* **WRITTEN REQUEST**
Turn the entries below into a two-column CSV with the headers entry_text and answer, one row per entry, placing each entry's text and its answer in a single quoted field with line breaks replaced by spaces. Leave the pictures out.

[Data items]
----

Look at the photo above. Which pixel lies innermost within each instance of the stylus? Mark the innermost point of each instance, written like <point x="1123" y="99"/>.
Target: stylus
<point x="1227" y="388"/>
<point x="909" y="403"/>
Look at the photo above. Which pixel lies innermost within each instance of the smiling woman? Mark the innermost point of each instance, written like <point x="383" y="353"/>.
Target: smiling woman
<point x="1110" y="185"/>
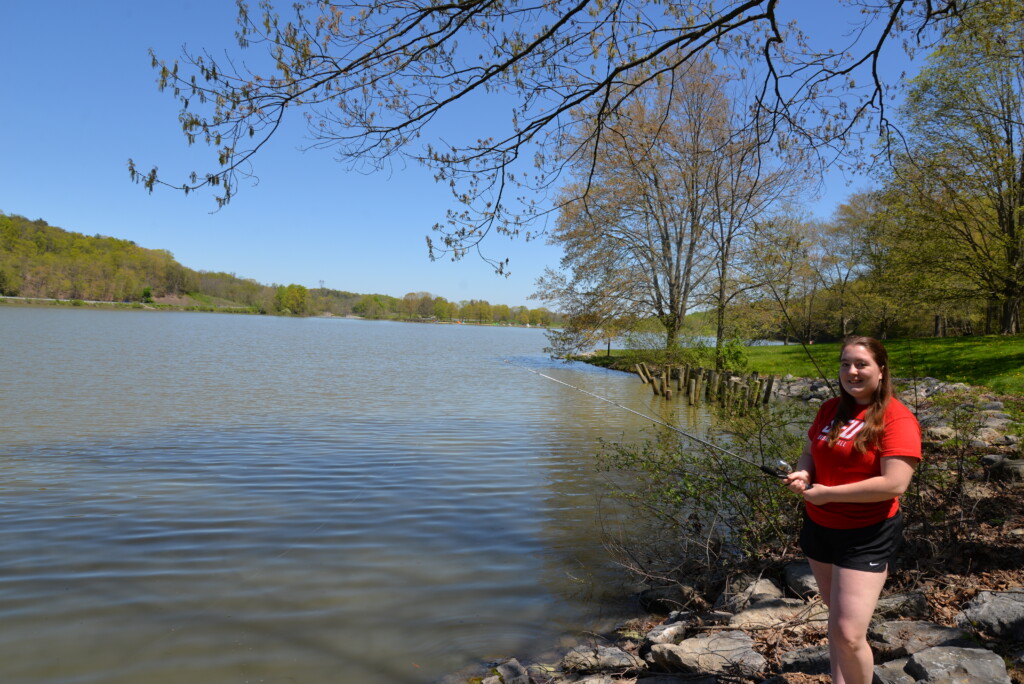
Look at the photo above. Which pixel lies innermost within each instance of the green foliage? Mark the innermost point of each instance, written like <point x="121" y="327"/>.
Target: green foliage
<point x="995" y="361"/>
<point x="695" y="511"/>
<point x="38" y="260"/>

----

* **CORRECT OUTPUT**
entry_text,answer
"Look at the photo above. Which pixel lies innermost within each instance of the stylus? Mark the innermost point of each instance, written like <point x=""1123"" y=""99""/>. Target: stylus","<point x=""1227"" y=""388""/> <point x=""909"" y=""403""/>"
"Look at the photo above. Which pixel lies innermost within each instance of the smiling woman? Mark the innermost point of each instance, written like <point x=""383"" y=""353""/>. Target: smiling woman","<point x=""1110"" y=""185""/>"
"Look at the photo above. Which pixel lies innermost within each instance of the green foliage? Mark the innermost point of each instance, written like <point x=""121"" y=""327""/>. Target: green foliage","<point x=""995"" y=""361""/> <point x=""695"" y=""511""/> <point x=""38"" y=""260""/>"